=== FRAGMENTO CITADO ===
§ §

Sin embargo, la Carta Otorgada de 1814 estableció que, para ser nombrado miembro de los colegios electorales, había que tener por lo menos 30 años, pagar una contribución directa de 300 francos mínimo; y, para ser diputado, estar pagando una contribución mínima de 1.000 francos.

El tema se tenía que armar por el flanco de siempre: la religión. El muy querido y buscado puesto de ministro del Interior había caído finalmente en las manos de Jacques Claude Beugnot, conde de Beugnot. El ministro quería dar un golpe en la mesa para que toda Francia tuviese claro el tono de los nuevos tiempos, y se fue a ver al rey, al que confió un proyecto: un decreto que obligaría a guardar el domingo y las fiestas religiosas. Yo comprendo que, en los tiempos actuales, resulta un poco difícil entender esto, pues es un hecho que, hoy en día, quienes quieren convertir los domingos en días de pulso débil, sin tiendas, sin supermercados ni nada, son, precisamente, los bisnietos de las izquierdas que, hace más de doscientos años, estaban justo en la posición contraria. Pero es así. Para los franceses no religiosos, que el Estado les dijese en una norma que los domingos no podían abrir sus tiendas ni hacer ningún tipo de negocio les pareció un ultraje. Los cafés, restaurantes y cabarets quedaron cerrados durante la celebración de los oficios. Las multas por incumplimiento eran fortísimas: de 100 a 500 francos; una deuda que garantizaba que, muy probablemente, el pagador no podría generar con su rebeldía el dinero suficiente para satisfacer la pena.

§ §

=== DATOS PARA REVISAR ===
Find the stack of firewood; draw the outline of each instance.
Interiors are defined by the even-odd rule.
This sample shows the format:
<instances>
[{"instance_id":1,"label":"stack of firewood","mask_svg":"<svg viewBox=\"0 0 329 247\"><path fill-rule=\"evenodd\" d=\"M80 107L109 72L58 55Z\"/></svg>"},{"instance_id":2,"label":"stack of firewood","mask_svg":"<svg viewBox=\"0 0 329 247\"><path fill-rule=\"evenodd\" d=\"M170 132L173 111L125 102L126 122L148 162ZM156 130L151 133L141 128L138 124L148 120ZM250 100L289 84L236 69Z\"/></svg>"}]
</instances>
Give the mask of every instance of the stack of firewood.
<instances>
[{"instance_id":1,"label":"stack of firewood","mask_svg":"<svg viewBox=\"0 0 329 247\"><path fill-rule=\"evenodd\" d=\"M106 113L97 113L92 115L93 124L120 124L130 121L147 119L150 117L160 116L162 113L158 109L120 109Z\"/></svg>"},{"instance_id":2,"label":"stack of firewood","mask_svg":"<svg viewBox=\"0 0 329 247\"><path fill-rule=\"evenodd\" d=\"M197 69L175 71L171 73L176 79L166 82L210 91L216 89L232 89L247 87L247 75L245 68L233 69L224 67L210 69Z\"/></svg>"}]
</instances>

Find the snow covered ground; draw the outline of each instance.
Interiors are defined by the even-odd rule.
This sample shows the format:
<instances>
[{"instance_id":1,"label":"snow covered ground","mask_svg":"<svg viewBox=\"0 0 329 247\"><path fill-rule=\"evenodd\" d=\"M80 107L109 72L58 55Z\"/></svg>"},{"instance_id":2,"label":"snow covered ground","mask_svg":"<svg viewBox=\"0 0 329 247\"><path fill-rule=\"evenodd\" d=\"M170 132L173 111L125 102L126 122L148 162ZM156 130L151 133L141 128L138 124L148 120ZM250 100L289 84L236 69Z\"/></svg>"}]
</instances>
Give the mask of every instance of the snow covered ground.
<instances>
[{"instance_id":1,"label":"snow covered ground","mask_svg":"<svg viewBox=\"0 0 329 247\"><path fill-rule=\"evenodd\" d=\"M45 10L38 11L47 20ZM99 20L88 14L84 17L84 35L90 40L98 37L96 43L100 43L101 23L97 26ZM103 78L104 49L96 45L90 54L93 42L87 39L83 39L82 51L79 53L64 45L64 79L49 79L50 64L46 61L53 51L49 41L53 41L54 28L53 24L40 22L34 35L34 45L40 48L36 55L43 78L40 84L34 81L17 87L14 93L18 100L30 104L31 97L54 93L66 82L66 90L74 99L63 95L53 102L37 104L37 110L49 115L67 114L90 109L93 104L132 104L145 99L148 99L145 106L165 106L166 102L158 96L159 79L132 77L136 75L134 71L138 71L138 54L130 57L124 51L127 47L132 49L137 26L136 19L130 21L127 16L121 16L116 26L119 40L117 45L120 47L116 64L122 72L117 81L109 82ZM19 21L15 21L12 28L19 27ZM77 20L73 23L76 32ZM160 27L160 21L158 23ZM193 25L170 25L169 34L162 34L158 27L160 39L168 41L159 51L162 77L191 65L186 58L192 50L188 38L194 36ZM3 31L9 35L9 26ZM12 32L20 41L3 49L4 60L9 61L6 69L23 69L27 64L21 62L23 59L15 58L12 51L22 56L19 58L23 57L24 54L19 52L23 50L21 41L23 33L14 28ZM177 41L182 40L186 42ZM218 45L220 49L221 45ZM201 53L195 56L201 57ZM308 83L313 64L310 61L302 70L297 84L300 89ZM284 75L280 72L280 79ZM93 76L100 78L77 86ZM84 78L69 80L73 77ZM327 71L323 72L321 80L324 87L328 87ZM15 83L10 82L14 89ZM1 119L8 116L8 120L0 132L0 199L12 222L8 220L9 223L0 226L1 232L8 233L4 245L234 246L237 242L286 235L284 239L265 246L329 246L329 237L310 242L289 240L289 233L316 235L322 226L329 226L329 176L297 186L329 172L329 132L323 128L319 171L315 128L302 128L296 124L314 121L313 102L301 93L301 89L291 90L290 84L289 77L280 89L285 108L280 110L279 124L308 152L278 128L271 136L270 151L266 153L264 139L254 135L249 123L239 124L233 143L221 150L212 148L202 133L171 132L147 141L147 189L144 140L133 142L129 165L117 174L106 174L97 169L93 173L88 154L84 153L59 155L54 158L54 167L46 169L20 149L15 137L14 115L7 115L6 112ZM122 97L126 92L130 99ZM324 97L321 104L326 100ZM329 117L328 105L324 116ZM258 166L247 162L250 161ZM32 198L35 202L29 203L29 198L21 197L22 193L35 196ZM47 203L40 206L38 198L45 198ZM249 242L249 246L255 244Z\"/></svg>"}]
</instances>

§ §

=== DETALLES DEL EJERCICIO ===
Según el fragmento citado, ¿qué multas fijaba el decreto para quien no lo cumpliera? Los datos son un material aparte del fragmento citado.

=== SOLUCIÓN DESARROLLADA ===
De 100 a 500 francos.